Where South Africans are putting their retrenchment pay-outs
By PR Wire*
Johannesburg, 21 February 2022 , South Africans are looking beyond the sea when deciding where to put their cash and a multi-asset global note is becoming a more popular choice. “What makes offshore investing so attractive is that no matter where the Rand stands against the dollar or how it fluctuates, investors are still able to look at a conservative 8% year-on-year dollar based return.” says Dwayne De Waal, COO from diversified asset and fund management firm, Aluma Capital Investments. Many South Africans are sitting with a lump sum of cash from retrenchment package and life insurance policy pay-outs that have been made since the onset of the Covid-19 induced pandemic and are looking at ways that their money is working for them.
In May last year Liberty Insurance published figures showing a spike in retrenchment claims peaking to over 60 per month between August and October the year prior. The average number of claims for the same period a year prior was 10 per month. The insurance company also saw a 200% spike in mortality claims between June and September 2020. “This money cannot sit in a bank, it will lose its value,” says De Waal
He adds that even though the Rand has a tumultuous relationship with the US dollar, that offshore investments, especially if they come with capital protection, often present a better investment opportunity. The rand was at 13,40 to the dollar 5 years ago and now it’s at 15,40 to the dollar. That’s a 15% devaluation over the last years on the currency alone. “Multi-asset global notes can also be paired with the ability to give a client a gearing with a bank guarantee they can earn potentially returns north of 20% with no capital risk,” he adds.

*To do:*
A – In the article on where South Africans are putting their retrenchment pay-outs, what was the average number of retrenchment claims per month in the same period a year before the spike?
B – Continue the article on where South Africans are putting their retrenchment pay-outs from its last paragraph.

*Extracted entries:*
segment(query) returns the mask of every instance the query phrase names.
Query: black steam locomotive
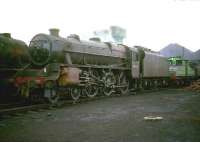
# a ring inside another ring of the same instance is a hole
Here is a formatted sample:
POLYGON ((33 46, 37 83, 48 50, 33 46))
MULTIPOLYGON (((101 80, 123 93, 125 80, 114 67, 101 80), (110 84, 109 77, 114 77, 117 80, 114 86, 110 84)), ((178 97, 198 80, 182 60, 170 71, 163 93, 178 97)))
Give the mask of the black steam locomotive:
POLYGON ((163 87, 170 80, 168 60, 156 52, 98 38, 82 41, 78 35, 62 38, 58 29, 37 34, 29 46, 1 35, 0 50, 4 49, 2 80, 15 86, 20 96, 44 97, 52 103, 67 96, 78 100, 163 87))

*Task results:*
A – 10 per month

B –
Investors are also eyeing the States and its economic rebound post COVID that can benefit investors.
But, it’s not just the opportunity that has become more popular it’s how investors have changed. “The days of sitting with your broker and filling in tons of forms are coming to an end, investors have more information and want more control of their finances,” he says.
Many companies in the financial services industry have streamlined the investment application process and anyone looking to invest offshore can simply go through the process online. No exchange control is required to invest in these offshore notes.
In addition, anyone needing liquidity can borrow against their offshore investment. “If there is a cash need, an investor can borrow against it at prime or prime-1%, making it a cheaper debt vehicle,” says De Waal.
De Waal says that this is not the only option offshore available. “For people who are unsure of investing offshore, I strongly advise that a product that protects the value of the capital is chosen,” he says.
He adds, if someone needs an income from their investment, that a fixed income product is a far better option than seeing your money being eaten up by bank charges , devaluation , inflation and depreciation.